■ Objective: Starting at the line that contains "If you would be willing to tag the orchid branch", retype each line to the end of the listing below. Include both ends, but not the pictures.

■ Data records:
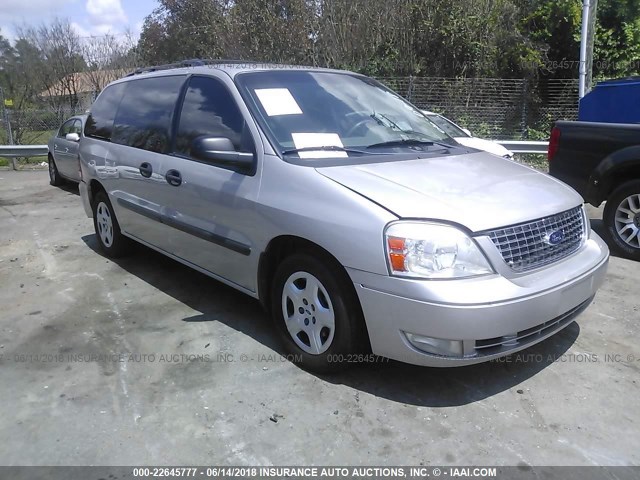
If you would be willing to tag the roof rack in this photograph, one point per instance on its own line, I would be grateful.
(194, 62)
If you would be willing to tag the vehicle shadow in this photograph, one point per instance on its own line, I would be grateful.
(395, 381)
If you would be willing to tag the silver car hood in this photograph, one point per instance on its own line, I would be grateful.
(479, 190)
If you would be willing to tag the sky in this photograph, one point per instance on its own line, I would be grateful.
(88, 17)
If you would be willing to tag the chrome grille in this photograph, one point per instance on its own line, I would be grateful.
(531, 245)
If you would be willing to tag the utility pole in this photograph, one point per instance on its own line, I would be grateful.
(589, 9)
(7, 122)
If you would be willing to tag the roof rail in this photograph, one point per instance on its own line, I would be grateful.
(194, 62)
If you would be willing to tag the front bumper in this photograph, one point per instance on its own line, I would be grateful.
(489, 316)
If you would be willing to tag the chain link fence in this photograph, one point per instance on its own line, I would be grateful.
(490, 107)
(503, 109)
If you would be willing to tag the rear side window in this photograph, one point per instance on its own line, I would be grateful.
(103, 111)
(145, 113)
(67, 127)
(209, 109)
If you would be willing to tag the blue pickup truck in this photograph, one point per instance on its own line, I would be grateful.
(599, 157)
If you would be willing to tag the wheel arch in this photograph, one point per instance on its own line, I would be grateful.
(616, 169)
(283, 246)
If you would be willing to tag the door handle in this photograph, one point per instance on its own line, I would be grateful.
(173, 177)
(145, 169)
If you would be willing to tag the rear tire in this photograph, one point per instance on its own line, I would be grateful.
(622, 220)
(316, 314)
(110, 238)
(54, 176)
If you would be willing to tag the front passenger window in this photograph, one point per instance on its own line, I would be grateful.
(210, 110)
(65, 128)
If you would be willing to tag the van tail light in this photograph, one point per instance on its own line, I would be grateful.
(554, 143)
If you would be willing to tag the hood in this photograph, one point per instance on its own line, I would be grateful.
(479, 191)
(485, 145)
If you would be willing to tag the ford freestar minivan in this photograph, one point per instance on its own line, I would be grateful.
(359, 224)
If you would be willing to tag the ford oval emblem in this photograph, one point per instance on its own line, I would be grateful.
(554, 238)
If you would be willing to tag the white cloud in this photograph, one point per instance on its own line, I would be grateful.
(20, 8)
(105, 12)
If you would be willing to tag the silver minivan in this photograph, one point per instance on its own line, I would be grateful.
(362, 227)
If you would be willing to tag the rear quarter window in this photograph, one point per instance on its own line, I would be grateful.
(145, 113)
(103, 111)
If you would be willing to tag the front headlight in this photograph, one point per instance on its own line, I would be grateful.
(432, 251)
(586, 222)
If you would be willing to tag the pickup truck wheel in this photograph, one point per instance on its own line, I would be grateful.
(315, 314)
(622, 219)
(54, 177)
(110, 239)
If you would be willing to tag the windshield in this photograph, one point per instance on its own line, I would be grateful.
(447, 125)
(348, 113)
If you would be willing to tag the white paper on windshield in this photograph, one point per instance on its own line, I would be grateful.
(307, 140)
(278, 101)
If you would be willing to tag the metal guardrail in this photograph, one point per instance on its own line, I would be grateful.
(13, 151)
(524, 146)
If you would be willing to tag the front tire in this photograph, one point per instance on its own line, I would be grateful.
(54, 176)
(622, 220)
(316, 314)
(110, 239)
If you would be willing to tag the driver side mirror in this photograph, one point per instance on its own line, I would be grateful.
(221, 151)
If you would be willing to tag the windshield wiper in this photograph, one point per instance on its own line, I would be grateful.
(325, 148)
(408, 142)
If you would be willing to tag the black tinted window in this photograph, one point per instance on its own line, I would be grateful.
(66, 127)
(144, 116)
(210, 110)
(103, 111)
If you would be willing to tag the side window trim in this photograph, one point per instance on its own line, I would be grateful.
(177, 113)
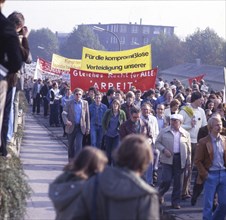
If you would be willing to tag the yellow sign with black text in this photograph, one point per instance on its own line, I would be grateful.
(63, 63)
(127, 61)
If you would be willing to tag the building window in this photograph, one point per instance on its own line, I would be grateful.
(123, 28)
(115, 28)
(167, 31)
(134, 29)
(156, 30)
(122, 40)
(145, 40)
(146, 30)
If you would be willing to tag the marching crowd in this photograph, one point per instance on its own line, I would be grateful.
(117, 142)
(184, 127)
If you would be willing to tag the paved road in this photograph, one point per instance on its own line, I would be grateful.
(43, 158)
(44, 155)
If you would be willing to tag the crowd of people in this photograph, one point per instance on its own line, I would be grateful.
(172, 118)
(124, 149)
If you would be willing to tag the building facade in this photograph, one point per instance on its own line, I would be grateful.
(130, 35)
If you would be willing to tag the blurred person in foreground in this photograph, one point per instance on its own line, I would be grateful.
(210, 160)
(119, 192)
(66, 189)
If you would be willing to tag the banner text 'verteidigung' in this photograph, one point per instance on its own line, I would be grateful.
(134, 60)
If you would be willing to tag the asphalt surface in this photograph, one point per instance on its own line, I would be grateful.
(44, 154)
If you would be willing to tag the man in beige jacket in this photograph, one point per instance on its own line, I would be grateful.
(76, 118)
(175, 146)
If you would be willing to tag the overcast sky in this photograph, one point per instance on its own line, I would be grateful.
(63, 16)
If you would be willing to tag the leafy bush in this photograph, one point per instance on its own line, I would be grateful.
(14, 189)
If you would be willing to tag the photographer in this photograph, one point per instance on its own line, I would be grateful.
(10, 62)
(12, 98)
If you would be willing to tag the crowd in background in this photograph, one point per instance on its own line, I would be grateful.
(137, 140)
(105, 119)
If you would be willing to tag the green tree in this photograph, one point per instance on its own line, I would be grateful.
(167, 51)
(207, 46)
(81, 37)
(43, 43)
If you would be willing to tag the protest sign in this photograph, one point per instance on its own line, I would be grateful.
(143, 80)
(64, 63)
(127, 61)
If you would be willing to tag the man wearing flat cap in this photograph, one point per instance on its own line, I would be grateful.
(194, 118)
(175, 146)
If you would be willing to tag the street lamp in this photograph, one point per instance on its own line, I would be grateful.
(102, 29)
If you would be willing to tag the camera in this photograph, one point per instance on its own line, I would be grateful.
(22, 31)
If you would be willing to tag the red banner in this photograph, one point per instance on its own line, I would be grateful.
(198, 78)
(45, 66)
(102, 81)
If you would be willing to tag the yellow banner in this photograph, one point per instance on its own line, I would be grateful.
(135, 60)
(64, 63)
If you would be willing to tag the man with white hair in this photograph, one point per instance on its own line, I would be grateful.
(210, 160)
(193, 119)
(175, 146)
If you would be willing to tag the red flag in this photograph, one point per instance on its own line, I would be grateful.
(102, 81)
(198, 78)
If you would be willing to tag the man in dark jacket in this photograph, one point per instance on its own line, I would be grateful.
(10, 63)
(119, 192)
(135, 125)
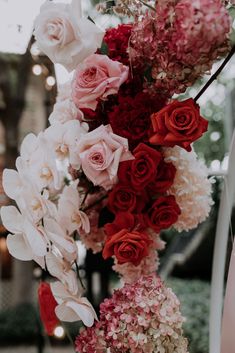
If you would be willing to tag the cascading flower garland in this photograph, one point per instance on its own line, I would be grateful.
(116, 166)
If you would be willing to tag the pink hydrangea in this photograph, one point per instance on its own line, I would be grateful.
(143, 317)
(180, 43)
(200, 31)
(192, 188)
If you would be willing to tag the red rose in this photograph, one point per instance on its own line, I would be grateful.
(164, 178)
(122, 198)
(163, 213)
(179, 123)
(143, 167)
(127, 247)
(131, 117)
(117, 40)
(125, 220)
(47, 305)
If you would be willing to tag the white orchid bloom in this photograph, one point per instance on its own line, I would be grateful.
(61, 269)
(72, 307)
(69, 215)
(64, 139)
(65, 244)
(27, 197)
(28, 242)
(37, 163)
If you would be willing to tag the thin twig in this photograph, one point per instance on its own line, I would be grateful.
(216, 74)
(80, 280)
(95, 203)
(147, 5)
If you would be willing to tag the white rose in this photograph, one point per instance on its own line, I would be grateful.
(64, 36)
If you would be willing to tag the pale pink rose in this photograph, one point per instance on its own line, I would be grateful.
(100, 152)
(64, 35)
(96, 78)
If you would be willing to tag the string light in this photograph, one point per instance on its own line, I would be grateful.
(59, 332)
(50, 81)
(37, 70)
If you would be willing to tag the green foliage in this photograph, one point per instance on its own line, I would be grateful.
(194, 296)
(19, 325)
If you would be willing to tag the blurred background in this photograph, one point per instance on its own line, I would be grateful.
(28, 82)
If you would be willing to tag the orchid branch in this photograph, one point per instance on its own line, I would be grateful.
(216, 74)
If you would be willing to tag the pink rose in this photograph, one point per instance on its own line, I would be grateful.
(96, 78)
(100, 152)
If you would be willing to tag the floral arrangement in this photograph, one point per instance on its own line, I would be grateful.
(116, 166)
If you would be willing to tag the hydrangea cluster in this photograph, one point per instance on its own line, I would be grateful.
(145, 319)
(191, 189)
(179, 42)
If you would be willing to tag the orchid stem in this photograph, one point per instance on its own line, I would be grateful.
(216, 74)
(95, 203)
(80, 280)
(68, 334)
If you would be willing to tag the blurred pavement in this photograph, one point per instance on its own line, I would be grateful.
(28, 349)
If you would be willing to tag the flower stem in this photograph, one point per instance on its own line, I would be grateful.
(95, 203)
(147, 5)
(216, 74)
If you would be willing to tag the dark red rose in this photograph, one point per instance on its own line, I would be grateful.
(179, 123)
(122, 199)
(47, 305)
(131, 117)
(163, 213)
(97, 117)
(117, 40)
(124, 172)
(164, 178)
(125, 220)
(144, 166)
(127, 246)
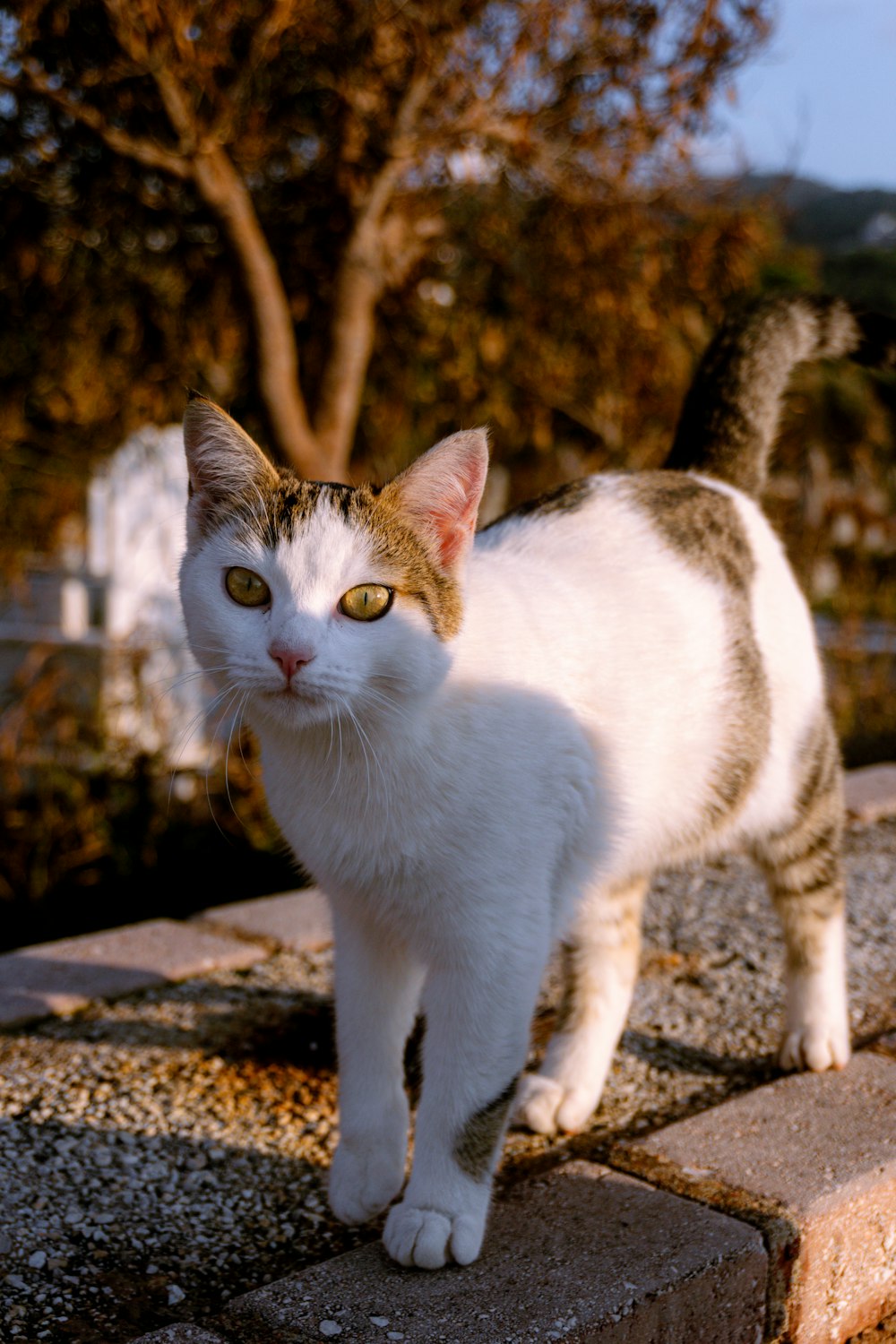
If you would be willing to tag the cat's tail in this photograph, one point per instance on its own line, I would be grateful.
(729, 417)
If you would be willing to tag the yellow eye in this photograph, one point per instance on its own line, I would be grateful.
(366, 602)
(246, 588)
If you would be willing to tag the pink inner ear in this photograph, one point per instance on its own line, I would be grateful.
(443, 491)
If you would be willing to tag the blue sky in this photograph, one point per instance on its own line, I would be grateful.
(820, 99)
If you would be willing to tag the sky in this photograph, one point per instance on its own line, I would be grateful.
(818, 101)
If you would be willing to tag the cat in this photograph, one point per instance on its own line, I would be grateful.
(482, 744)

■ Solution to this exercise:
If you would be willing to tag the orchid branch in this photograph, one point per instance on its own line, I would be grateful.
(216, 74)
If you would be willing to tag the pink rose in this photograph, one point per instance on its own line, I would be grateful.
(96, 78)
(100, 152)
If you would be willing to tag the floral arrangement in this photograph, one point per instance on its own line, I would be grateful.
(116, 166)
If you would be willing to tag the hydrangea cluster in this photograph, one point per instance on its own line, I would be grateful.
(145, 319)
(191, 189)
(179, 42)
If you would be willing to tag the orchid stem in this photograph, one point per instance on its own line, I would be grateful.
(216, 74)
(95, 203)
(80, 280)
(68, 334)
If you would be willing to tag the blurred pavement in this photograph, one point per instance on its own line, I would be grateful.
(28, 349)
If you would be willing to tag the flower stem in this photograph, one point per instance on its own line, I would be grateful.
(95, 203)
(147, 5)
(216, 74)
If you would be willing to tag the dark red rose in this photograph, one point per instance on its own line, I would be grateful.
(179, 123)
(122, 199)
(47, 305)
(131, 117)
(163, 213)
(97, 117)
(117, 40)
(124, 172)
(164, 178)
(125, 220)
(144, 166)
(127, 246)
If you would be willing to tag the cat's tail in this photograph, one point per instance on its own line, I would be grateful.
(729, 417)
If you would be willing to tag the yellow eye in this photograph, one point per instance on its own line, I would be grateful.
(366, 602)
(246, 588)
If you would be willing to tag the pink inner ear in this photograph, one point per instance on its own line, I would be grateful.
(443, 491)
If you would be willing to tag the blue sky in this photograph, one point per instance on its own line, I would be grateful.
(820, 99)
If you would be willing to tag the sky in this photograph, one point per instance on its own line, I would be grateful.
(818, 101)
If you would be willing to tag the cat in this photograph, one point per instance on its own line, I would be grateful.
(482, 744)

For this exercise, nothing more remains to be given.